* Records for this exercise *
* * *
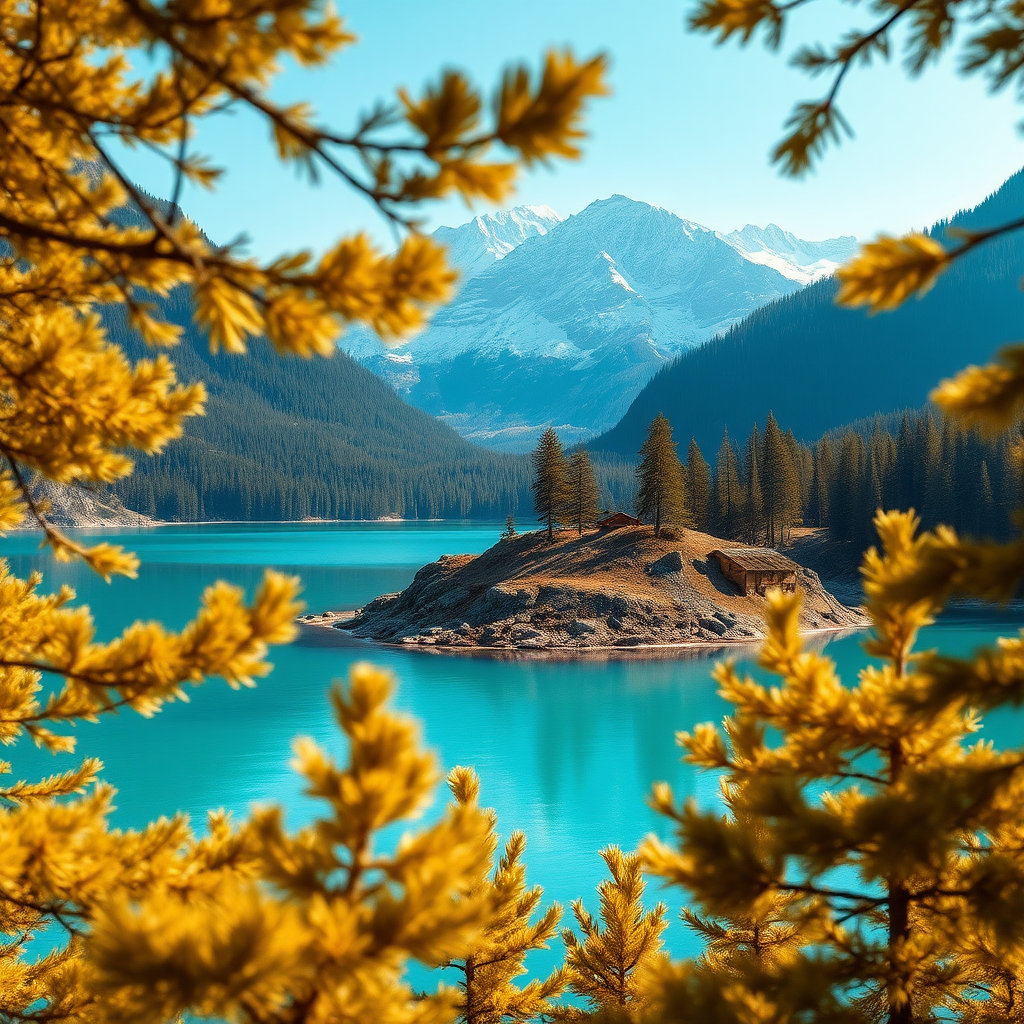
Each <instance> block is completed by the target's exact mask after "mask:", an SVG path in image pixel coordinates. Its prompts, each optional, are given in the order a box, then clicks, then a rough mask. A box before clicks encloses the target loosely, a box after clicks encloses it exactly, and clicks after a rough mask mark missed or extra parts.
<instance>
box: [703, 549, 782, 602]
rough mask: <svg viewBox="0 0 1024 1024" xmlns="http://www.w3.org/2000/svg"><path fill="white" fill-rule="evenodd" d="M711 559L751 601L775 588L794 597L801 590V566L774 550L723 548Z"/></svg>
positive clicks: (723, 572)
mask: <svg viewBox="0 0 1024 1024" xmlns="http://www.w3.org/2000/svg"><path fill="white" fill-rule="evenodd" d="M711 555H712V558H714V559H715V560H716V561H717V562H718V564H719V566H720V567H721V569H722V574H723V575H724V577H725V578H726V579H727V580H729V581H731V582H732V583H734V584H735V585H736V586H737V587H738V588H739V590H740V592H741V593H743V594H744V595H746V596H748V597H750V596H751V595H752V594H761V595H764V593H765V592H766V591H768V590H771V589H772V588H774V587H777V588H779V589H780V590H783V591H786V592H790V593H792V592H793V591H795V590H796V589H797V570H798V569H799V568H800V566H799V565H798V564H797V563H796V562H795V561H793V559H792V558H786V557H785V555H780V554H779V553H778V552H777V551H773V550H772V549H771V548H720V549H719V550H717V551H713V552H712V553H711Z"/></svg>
* * *
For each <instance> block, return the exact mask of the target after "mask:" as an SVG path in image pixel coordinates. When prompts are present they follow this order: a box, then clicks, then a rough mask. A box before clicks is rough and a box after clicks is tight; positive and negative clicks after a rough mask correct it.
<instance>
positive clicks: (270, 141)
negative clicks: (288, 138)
* * *
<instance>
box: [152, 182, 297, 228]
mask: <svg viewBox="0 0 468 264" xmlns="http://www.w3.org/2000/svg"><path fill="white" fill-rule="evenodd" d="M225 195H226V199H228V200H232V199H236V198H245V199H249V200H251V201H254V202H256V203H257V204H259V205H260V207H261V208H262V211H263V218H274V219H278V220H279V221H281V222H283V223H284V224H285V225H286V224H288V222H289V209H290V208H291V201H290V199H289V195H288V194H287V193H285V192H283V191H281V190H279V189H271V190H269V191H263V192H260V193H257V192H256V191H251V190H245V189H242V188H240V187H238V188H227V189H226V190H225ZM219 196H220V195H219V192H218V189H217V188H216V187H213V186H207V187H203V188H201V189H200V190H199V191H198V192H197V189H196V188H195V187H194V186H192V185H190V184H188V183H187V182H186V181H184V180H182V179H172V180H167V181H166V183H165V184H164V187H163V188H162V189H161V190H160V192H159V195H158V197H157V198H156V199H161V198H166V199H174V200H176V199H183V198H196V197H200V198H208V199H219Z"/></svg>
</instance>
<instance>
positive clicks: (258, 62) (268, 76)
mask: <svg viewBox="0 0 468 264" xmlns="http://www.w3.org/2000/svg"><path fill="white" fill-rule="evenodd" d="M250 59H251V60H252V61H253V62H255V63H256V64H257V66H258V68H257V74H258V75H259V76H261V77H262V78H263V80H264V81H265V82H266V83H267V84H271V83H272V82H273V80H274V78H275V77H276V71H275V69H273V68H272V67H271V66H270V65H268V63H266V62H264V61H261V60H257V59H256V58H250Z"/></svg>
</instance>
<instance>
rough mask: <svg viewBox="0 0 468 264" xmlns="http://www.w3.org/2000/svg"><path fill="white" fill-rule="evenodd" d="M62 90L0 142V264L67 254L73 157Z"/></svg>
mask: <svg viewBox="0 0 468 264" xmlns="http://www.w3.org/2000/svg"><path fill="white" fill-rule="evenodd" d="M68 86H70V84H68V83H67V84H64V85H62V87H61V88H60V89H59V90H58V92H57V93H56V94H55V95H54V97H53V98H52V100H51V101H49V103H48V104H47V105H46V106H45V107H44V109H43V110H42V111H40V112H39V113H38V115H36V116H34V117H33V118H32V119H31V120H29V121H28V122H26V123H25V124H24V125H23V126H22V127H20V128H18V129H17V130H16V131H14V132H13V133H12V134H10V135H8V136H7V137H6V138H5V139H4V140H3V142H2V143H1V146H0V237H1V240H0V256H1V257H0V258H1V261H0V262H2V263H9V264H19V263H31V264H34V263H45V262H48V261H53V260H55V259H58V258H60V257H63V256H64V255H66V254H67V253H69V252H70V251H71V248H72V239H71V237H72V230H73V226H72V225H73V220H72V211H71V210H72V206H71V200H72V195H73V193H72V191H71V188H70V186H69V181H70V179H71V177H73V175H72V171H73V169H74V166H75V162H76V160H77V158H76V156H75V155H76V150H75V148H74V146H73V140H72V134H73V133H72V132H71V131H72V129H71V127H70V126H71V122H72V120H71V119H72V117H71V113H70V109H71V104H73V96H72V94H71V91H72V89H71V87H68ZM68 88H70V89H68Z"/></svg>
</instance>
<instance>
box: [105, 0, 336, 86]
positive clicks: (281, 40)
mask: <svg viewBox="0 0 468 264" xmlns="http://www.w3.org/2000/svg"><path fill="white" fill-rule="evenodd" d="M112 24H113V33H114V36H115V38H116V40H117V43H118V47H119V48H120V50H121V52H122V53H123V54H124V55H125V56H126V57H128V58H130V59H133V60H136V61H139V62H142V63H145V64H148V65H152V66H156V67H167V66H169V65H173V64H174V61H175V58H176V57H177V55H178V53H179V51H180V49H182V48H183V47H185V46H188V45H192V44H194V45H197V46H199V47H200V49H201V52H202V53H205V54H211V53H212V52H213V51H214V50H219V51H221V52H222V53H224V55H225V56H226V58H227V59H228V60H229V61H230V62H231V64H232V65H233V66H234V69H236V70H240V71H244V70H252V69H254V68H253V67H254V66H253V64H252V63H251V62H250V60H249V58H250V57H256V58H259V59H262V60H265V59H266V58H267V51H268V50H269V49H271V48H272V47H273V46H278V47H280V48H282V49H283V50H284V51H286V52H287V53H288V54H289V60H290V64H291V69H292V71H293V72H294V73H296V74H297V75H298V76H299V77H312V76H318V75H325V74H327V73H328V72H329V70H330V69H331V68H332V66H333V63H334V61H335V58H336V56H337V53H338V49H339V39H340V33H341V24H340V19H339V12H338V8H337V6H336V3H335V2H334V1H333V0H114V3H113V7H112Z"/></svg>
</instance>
* * *
* How to complete this task *
In the listing above, locate the line containing "Each <instance> block is" and the line containing "559L751 601L775 588L794", then transcribe both and every line between them verbatim.

* Exercise output *
Each <instance> block is completed by the target's exact mask after "mask:", an SVG path in image pixel coordinates. Its prompts, each optional, are given in the order a box, then clicks, then a rough mask. A box before clicks encloses the target loosely, a box after clicks encloses it exactly, and clicks after a rough mask mark missed or extra parts.
<instance>
box: [703, 549, 782, 602]
rough mask: <svg viewBox="0 0 1024 1024" xmlns="http://www.w3.org/2000/svg"><path fill="white" fill-rule="evenodd" d="M711 559L751 601L775 588L794 597L801 590V566L774 550L723 548Z"/></svg>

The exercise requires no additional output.